* TEXT PROVIDED
══════════════════════════════
|Victoria, B.C.: A bargain destination in the off-season|
The best way to find good value when it comes to travel is to become a smarter traveler. So-called "deals'' come and go, or never were really there in the first place. A little inside knowledge, on the other hand, can pay off no matter what the season or destination.
I learn something new each time I book a trip. Here's a few tips to help jump-start your travel plans for 2014:
*Reserve a rental car once you know your dates, but recheck prices closer to the time of travel. Prices can drop last- minute, depending on the actual availability of cars vs. what the companies anticipate.
I booked an 11-day rental through Enterprise on the Big Island of Hawaii last fall for $356. Rechecking a few days before I was about to leave, I noticed the rate dropped to $219. I cancelled and rebooked, easy to do since I hadn't pre-paid, hardly ever a good idea given the chances of prices falling.
*Watch for hidden fees. We all expect fees. It's the hidden ones that annoy me. I'm a fan of bidding on Priceline for great hotel rates in cities such as Vancouver, San Francisco and Portland, but I don't use it or any other third-party sites for buying airline tickets.
══════════════════════════════
* DATA LISTING
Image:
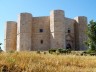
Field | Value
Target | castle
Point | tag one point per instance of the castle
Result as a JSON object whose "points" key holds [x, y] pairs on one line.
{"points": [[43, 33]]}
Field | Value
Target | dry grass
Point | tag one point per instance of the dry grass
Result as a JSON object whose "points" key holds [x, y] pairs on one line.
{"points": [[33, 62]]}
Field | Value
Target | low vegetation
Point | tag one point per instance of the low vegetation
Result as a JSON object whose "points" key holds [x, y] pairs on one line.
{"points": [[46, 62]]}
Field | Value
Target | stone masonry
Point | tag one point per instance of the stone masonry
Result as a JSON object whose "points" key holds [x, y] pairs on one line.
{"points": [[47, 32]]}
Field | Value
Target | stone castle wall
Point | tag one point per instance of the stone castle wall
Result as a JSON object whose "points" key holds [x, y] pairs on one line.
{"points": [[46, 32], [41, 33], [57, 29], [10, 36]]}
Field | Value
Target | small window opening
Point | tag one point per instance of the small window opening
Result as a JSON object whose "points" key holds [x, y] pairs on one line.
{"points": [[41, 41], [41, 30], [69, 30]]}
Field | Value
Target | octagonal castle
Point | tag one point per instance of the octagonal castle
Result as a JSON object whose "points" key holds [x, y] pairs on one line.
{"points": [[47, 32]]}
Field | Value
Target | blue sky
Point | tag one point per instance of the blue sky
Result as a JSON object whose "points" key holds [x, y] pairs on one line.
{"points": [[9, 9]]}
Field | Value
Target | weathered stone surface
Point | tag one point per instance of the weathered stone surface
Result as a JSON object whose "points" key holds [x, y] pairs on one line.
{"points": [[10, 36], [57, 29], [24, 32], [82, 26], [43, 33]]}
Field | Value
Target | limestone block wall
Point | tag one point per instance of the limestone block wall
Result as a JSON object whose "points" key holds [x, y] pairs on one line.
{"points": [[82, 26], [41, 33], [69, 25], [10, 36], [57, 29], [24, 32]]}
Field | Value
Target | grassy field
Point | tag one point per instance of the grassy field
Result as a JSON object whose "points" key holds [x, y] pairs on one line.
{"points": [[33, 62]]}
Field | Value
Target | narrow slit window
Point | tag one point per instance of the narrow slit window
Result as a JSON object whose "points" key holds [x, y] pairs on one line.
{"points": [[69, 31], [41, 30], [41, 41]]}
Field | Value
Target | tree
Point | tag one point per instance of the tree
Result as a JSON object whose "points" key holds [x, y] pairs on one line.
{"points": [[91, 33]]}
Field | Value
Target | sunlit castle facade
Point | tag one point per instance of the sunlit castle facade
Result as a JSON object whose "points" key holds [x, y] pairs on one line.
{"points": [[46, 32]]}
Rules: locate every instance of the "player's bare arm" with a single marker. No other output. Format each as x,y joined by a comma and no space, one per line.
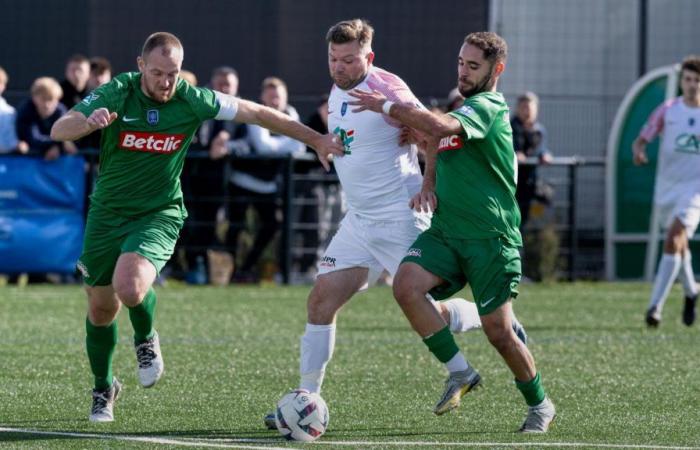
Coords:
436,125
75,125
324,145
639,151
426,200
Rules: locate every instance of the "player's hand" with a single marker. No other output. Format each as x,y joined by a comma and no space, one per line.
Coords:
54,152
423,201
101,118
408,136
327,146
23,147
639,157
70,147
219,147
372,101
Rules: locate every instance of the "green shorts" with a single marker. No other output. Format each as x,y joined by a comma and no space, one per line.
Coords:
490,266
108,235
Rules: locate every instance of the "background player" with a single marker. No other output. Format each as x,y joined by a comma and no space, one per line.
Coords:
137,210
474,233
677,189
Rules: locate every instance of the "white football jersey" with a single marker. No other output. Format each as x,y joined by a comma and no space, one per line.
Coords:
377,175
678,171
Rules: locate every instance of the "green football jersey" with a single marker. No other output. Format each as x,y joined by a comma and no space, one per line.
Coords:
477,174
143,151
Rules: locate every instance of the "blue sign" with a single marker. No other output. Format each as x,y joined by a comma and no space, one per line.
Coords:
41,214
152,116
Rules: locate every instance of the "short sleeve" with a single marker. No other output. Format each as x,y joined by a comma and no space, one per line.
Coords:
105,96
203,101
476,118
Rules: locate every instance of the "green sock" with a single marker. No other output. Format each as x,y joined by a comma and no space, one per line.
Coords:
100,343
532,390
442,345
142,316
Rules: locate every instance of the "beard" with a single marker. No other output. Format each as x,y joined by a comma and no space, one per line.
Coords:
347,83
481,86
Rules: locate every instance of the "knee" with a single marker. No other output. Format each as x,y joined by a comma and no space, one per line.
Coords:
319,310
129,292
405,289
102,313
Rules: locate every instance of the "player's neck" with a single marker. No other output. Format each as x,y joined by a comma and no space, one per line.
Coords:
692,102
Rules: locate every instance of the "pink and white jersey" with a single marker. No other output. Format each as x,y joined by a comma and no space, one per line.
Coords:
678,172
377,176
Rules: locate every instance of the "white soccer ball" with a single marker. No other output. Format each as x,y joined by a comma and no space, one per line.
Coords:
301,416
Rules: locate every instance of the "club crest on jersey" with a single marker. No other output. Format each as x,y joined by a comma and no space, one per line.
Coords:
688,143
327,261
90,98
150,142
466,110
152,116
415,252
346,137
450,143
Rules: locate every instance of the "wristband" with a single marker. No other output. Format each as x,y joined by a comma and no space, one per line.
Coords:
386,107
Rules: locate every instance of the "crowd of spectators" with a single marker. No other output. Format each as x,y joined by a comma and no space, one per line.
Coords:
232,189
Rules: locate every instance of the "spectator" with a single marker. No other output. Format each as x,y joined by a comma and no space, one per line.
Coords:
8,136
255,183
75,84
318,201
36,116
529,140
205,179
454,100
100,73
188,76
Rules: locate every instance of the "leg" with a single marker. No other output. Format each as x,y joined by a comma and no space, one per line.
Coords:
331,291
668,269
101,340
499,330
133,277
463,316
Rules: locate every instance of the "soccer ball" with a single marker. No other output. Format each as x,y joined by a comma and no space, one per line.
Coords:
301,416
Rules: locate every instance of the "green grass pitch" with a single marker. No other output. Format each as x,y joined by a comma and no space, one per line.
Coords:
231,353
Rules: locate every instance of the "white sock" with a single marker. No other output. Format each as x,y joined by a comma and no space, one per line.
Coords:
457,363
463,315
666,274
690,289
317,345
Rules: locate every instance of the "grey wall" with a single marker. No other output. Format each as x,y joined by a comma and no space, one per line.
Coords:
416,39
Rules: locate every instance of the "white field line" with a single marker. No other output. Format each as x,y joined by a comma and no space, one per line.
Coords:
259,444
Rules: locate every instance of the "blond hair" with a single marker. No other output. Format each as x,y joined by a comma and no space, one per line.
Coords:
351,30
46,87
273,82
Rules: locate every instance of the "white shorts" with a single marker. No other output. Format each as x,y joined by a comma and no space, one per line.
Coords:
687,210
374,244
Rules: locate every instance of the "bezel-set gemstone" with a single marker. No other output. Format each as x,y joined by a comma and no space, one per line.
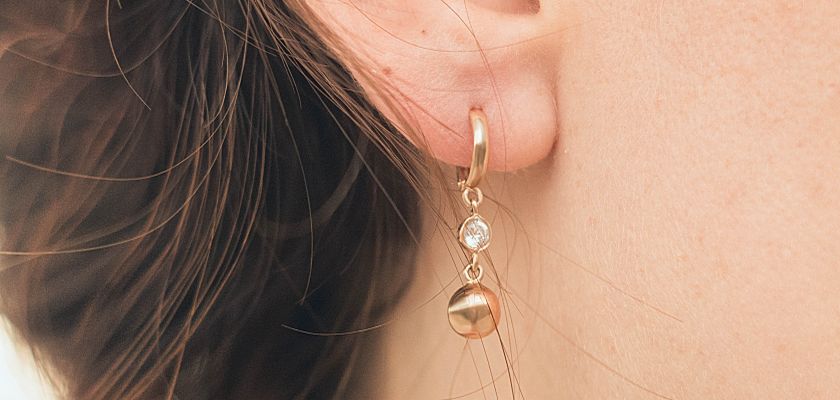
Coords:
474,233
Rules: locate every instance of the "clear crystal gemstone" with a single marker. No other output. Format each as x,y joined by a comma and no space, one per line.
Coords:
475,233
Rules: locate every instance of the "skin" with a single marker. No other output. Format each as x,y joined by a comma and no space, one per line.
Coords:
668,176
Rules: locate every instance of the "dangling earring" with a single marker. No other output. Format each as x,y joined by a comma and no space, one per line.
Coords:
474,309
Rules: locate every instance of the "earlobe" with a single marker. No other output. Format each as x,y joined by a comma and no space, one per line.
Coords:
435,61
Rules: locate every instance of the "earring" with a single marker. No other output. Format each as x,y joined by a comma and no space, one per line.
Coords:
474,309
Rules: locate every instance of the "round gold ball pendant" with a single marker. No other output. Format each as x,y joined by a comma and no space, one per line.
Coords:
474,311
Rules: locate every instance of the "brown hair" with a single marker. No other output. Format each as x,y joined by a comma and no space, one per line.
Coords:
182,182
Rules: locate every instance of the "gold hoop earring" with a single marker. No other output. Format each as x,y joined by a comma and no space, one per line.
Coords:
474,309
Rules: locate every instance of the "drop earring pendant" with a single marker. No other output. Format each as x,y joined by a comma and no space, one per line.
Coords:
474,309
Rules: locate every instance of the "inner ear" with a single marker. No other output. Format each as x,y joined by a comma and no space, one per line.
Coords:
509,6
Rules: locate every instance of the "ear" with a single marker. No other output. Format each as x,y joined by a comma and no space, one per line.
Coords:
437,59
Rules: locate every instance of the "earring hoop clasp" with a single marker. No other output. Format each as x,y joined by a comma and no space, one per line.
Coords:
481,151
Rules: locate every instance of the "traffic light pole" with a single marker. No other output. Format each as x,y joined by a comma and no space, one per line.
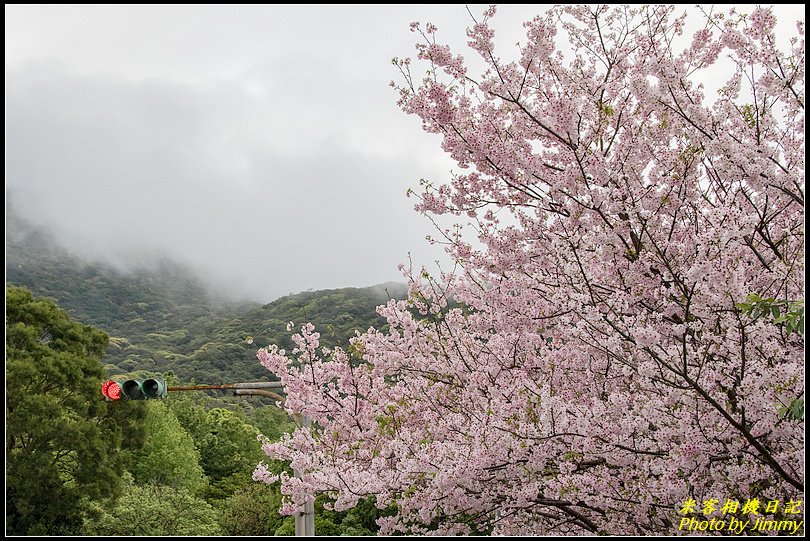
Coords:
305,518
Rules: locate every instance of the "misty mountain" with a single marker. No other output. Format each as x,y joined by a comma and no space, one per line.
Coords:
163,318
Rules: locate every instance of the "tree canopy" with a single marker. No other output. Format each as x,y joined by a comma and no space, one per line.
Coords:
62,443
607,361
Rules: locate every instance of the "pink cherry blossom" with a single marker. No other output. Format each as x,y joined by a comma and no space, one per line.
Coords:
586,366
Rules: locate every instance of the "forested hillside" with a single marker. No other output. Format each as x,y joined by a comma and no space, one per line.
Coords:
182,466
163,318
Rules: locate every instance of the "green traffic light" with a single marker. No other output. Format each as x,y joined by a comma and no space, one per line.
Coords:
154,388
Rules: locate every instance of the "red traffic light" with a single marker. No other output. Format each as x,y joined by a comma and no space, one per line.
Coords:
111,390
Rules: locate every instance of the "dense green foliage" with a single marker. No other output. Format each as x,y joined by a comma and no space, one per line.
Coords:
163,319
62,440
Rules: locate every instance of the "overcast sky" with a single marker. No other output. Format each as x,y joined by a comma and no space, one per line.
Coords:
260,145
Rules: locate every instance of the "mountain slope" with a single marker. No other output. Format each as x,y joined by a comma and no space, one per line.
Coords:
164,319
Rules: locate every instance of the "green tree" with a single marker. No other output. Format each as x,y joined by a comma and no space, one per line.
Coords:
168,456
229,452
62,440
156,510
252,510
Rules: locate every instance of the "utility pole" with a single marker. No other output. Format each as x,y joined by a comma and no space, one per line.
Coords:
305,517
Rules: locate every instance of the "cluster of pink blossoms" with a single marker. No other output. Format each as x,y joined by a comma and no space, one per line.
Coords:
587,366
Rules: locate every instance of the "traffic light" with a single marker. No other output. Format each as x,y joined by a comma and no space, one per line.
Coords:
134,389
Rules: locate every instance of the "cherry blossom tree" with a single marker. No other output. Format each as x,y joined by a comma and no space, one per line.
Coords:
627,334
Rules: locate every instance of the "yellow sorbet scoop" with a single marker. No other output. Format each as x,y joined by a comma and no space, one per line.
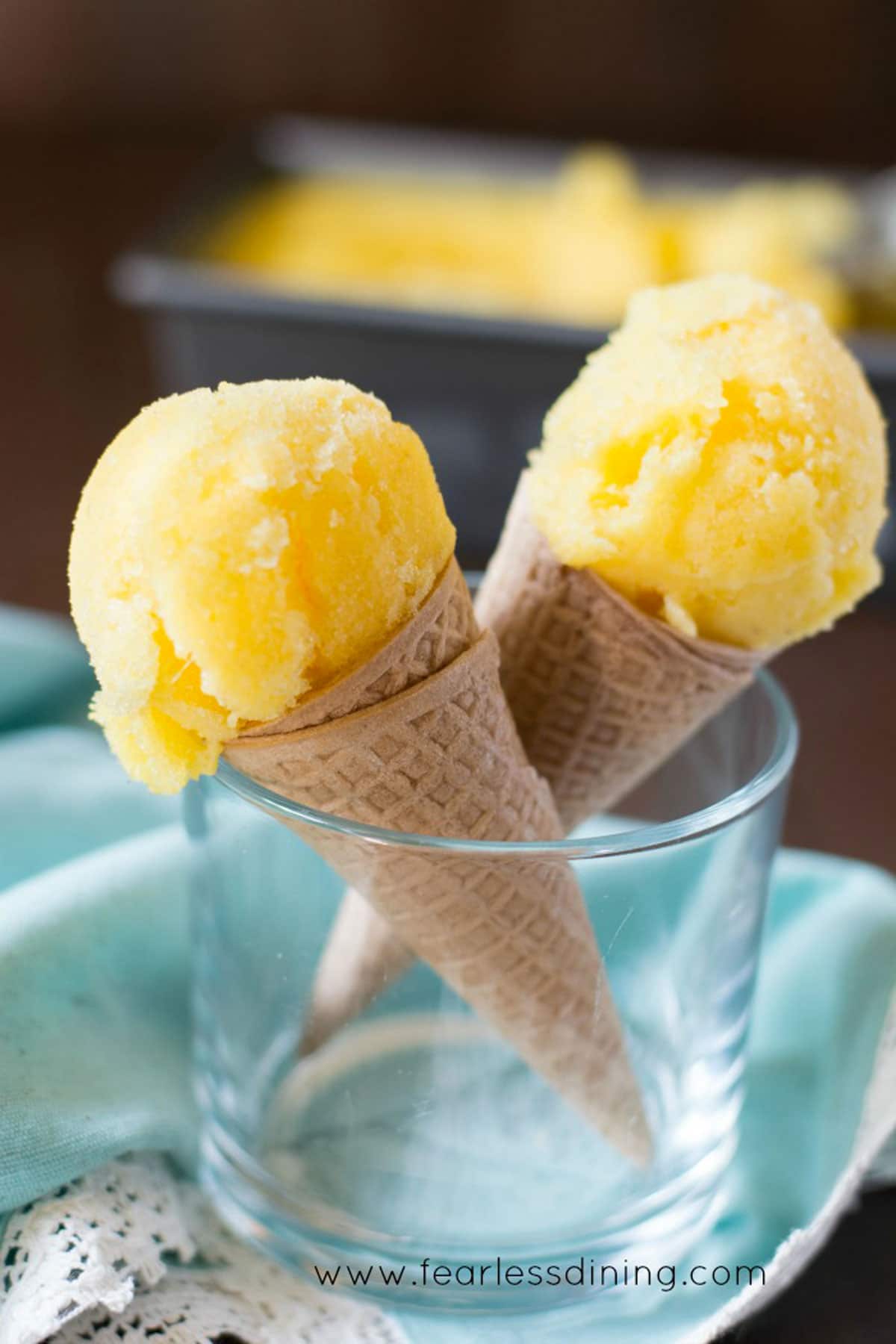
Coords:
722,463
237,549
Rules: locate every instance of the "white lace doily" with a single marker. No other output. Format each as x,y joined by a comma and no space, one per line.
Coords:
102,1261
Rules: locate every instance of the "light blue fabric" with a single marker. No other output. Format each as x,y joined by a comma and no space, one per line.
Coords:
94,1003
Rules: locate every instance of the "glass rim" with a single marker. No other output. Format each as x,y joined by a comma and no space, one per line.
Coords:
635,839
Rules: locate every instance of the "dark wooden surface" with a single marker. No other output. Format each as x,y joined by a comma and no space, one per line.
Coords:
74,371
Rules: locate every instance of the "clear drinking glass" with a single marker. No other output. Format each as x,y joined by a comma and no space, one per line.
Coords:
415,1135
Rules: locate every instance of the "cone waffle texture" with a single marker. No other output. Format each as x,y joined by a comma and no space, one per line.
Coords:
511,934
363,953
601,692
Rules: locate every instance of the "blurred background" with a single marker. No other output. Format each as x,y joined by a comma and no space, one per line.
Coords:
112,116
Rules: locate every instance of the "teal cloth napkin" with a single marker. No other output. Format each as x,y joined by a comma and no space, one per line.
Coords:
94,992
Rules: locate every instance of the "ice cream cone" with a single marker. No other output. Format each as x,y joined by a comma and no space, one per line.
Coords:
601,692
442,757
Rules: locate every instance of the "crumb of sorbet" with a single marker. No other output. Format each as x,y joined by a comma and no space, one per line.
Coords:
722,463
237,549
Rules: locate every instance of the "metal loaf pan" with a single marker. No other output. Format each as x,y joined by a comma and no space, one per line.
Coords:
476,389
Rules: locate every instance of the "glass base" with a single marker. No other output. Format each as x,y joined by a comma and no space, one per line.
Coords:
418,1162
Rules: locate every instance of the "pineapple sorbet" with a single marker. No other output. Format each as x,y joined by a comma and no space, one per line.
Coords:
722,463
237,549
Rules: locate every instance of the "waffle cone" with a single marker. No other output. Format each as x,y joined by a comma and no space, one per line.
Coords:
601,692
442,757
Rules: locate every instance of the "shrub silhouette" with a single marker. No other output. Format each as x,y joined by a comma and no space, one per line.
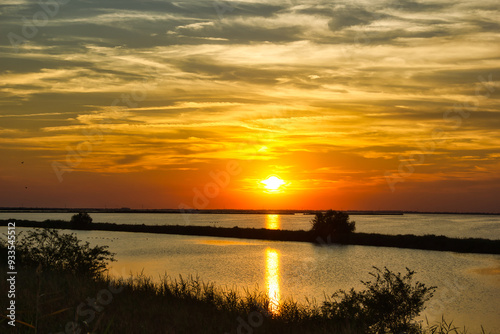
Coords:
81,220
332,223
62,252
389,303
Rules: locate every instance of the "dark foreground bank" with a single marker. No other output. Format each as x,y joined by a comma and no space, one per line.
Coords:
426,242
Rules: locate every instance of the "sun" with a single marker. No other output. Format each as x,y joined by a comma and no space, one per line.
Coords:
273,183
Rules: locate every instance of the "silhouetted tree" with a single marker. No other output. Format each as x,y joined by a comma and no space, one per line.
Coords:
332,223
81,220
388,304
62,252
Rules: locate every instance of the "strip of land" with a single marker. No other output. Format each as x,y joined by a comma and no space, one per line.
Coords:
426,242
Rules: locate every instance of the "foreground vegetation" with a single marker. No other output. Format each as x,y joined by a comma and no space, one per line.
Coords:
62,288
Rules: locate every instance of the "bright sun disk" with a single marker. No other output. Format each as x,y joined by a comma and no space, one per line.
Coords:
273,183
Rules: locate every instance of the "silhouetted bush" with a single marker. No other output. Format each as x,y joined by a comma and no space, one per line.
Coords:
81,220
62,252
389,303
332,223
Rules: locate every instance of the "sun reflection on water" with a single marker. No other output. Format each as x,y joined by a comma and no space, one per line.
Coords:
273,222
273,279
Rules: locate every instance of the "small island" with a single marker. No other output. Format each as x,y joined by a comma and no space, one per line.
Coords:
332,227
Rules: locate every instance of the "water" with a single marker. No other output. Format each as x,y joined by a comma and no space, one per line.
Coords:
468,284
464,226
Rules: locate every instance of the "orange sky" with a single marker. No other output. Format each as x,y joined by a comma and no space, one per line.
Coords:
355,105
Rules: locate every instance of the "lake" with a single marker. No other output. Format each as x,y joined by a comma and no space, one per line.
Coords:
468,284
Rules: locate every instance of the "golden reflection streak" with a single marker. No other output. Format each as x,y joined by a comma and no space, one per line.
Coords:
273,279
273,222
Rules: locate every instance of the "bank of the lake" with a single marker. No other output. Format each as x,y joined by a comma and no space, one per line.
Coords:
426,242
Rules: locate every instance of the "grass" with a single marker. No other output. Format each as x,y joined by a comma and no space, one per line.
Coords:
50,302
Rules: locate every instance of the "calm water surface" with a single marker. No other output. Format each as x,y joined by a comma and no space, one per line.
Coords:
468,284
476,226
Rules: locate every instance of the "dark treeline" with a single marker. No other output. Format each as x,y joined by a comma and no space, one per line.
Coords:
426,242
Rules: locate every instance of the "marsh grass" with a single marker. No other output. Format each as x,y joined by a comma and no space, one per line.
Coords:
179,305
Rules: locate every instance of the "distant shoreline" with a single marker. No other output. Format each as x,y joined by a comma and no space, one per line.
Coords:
══════════════════════════════
* ACTIVITY 1
In two sentences, summarize the travel-tips text.
* ACTIVITY 2
Write out the portion of the travel-tips text starting with "I learn something" and going on through "the companies anticipate.".
The data have no connection to the travel-tips text.

* EXERCISE OUTPUT 1
The text argues that becoming a smarter traveler finds better value than chasing so-called deals, and it offers tips for 2014 travel plans. It advises reserving a rental car early but rechecking prices before the trip, since rates can drop last-minute, and it warns travelers to watch for hidden fees.

* EXERCISE OUTPUT 2
I learn something new each time I book a trip. Here's a few tips to help jump-start your travel plans for 2014:
*Reserve a rental car once you know your dates, but recheck prices closer to the time of travel. Prices can drop last- minute, depending on the actual availability of cars vs. what the companies anticipate.